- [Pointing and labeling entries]
++++++

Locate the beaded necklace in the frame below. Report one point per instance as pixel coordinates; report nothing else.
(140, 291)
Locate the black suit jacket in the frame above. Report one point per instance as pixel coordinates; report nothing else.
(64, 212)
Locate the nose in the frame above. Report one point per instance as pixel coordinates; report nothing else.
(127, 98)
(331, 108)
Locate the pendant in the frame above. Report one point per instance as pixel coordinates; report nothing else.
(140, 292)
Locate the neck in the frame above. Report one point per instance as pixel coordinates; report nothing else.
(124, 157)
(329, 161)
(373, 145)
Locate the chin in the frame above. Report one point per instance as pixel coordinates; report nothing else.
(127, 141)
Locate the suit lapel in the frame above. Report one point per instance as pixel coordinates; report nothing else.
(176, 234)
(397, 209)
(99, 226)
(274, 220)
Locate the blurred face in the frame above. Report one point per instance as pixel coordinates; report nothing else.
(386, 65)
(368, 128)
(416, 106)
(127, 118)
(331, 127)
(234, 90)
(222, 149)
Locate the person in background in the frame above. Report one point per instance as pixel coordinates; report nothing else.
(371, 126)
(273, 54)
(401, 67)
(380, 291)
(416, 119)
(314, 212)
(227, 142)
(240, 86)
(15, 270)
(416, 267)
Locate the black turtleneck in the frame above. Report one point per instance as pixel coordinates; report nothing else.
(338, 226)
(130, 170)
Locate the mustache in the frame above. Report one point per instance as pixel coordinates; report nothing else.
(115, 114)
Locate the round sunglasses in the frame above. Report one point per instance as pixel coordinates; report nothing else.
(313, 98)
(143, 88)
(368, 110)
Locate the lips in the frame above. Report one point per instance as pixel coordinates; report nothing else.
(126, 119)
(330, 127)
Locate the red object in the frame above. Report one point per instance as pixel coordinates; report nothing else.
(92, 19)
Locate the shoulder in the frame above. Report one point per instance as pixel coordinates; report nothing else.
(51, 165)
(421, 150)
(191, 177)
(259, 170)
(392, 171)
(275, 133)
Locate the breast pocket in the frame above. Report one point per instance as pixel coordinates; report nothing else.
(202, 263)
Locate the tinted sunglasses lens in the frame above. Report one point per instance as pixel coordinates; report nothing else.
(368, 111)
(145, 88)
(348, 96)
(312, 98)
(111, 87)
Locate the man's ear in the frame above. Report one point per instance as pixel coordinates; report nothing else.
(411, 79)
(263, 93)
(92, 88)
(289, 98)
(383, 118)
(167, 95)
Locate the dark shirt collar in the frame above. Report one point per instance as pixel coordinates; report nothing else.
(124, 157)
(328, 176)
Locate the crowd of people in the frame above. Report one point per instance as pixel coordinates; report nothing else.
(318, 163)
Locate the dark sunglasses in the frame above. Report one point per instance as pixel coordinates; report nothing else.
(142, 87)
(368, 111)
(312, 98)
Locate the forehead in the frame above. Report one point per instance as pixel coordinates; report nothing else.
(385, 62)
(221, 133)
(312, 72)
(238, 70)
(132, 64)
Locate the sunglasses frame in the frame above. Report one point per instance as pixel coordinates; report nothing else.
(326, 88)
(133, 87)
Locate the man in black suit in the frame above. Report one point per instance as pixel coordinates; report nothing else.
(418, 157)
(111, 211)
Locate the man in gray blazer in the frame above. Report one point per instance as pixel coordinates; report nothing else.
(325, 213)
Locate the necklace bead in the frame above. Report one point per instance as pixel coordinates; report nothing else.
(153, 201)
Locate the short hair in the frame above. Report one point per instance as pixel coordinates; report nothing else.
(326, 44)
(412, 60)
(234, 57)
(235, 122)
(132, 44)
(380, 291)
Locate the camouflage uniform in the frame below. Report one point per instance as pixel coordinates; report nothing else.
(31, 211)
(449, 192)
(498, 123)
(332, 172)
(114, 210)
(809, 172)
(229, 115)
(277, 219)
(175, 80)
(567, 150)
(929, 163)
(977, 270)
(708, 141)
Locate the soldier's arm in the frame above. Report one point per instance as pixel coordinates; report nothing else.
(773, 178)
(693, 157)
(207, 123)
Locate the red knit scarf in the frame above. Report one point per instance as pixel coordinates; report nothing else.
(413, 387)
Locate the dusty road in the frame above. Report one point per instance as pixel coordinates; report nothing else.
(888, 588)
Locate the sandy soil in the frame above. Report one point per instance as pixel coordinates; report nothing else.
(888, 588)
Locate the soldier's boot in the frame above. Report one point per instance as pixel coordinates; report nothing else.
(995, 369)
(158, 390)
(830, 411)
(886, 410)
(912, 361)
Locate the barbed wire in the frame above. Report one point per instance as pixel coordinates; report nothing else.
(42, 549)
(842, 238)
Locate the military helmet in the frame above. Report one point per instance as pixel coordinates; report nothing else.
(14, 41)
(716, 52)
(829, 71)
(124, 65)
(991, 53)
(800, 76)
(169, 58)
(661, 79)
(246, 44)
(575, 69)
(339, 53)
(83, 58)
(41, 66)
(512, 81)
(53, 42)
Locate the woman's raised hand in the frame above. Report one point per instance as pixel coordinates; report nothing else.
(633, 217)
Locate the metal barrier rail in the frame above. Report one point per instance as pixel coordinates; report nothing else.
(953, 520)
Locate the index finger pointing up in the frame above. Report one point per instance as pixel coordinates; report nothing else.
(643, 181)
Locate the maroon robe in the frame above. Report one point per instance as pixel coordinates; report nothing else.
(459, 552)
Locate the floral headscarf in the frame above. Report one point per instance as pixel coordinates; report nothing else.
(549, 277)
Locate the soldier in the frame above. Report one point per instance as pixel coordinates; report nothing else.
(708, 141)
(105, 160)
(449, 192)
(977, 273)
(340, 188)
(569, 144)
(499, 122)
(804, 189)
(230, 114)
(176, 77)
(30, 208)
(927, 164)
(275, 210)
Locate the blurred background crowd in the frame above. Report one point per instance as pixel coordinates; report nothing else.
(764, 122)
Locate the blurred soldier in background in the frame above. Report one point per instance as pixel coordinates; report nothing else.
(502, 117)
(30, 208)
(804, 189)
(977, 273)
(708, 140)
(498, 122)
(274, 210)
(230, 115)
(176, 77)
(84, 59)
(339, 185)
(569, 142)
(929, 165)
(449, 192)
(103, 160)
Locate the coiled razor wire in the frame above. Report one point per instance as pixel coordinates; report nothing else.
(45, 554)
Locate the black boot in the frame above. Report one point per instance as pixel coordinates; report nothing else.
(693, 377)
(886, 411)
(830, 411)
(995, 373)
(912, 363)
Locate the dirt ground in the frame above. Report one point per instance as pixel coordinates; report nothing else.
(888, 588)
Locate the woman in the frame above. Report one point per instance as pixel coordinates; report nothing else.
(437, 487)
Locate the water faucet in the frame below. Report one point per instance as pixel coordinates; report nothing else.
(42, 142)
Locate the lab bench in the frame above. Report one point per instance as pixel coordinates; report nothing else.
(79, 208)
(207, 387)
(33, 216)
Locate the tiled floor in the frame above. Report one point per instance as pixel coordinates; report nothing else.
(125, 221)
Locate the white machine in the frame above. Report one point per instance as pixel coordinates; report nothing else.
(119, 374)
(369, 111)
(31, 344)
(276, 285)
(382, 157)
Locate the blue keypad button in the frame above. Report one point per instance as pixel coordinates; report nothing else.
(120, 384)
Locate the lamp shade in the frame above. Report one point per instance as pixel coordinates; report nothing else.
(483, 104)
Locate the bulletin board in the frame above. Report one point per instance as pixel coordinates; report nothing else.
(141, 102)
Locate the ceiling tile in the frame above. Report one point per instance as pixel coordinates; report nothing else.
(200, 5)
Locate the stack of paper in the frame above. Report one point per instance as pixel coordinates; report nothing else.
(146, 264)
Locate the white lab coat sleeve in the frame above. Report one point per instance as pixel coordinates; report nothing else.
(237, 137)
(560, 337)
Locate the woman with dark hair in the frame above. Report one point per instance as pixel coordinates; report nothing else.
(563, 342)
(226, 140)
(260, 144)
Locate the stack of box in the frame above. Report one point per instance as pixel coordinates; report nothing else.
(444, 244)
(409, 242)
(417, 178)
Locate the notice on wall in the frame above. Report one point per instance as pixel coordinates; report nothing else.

++++++

- [GIVEN TASK] Give back the lines of the listing from the one with "Locate the white lab" through the end, both included, exactly as written and with nothing added.

- [COMPLETE RESPONSE]
Locate the white lab coat sleeve in the frame above. Report one point per instance as pixel coordinates; report nothing else.
(237, 137)
(560, 337)
Locate the woman with dark hair in the frame above. Report one point per instance as pixel coordinates; report nothing else.
(563, 342)
(226, 140)
(260, 144)
Locate the stack of box in the frame above. Report one point per instance as pixel coordinates; report nothing else.
(444, 244)
(409, 242)
(417, 178)
Locate the notice on wall in the frame above. Report one point per instance as pixel coordinates; report nothing else.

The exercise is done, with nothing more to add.